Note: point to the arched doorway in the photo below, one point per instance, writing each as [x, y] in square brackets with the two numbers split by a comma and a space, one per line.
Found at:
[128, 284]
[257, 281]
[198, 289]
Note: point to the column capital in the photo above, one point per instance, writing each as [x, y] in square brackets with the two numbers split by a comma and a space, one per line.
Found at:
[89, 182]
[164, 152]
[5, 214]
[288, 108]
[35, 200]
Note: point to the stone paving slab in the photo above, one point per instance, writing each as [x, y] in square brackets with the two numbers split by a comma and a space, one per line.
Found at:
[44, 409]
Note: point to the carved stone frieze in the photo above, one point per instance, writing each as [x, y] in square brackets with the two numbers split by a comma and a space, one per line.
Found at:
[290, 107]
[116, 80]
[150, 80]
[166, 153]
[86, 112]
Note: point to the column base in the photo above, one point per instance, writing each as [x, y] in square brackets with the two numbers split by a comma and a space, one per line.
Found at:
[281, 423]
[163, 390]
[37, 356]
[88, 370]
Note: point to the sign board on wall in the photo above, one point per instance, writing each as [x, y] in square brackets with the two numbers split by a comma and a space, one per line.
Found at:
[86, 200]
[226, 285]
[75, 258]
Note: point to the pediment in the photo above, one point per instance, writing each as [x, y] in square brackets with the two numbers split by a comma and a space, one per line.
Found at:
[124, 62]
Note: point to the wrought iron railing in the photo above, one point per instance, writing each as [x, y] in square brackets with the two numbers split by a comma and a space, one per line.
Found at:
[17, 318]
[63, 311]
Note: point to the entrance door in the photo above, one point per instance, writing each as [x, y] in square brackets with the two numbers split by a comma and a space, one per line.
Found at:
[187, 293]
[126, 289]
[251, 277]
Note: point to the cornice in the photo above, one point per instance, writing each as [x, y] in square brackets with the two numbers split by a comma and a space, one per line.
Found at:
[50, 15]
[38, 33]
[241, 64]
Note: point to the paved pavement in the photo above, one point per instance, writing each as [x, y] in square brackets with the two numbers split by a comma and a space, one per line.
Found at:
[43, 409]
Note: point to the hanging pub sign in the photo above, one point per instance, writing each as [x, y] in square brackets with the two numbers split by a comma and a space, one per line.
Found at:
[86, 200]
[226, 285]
---
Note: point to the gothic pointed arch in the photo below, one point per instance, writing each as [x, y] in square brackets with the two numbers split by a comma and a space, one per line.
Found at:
---
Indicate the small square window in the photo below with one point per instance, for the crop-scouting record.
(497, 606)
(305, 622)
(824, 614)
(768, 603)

**Task goal**
With the line holding "Note: point to the pediment" as the first and the line holding "Note: point to the wrought" as the last, set down that range of the entries above exactly, and nothing else.

**Response below**
Note: point to the pediment in the photo above, one point per instance, writing each as [x, y] in square brackets with the two numbers split by a comma and a space, one per line.
Found at:
[124, 62]
Note: point to the wrought iron railing in the photo above, one point per instance, writing each as [x, y] in square brackets with the two numbers split by a comma and a space, one per line.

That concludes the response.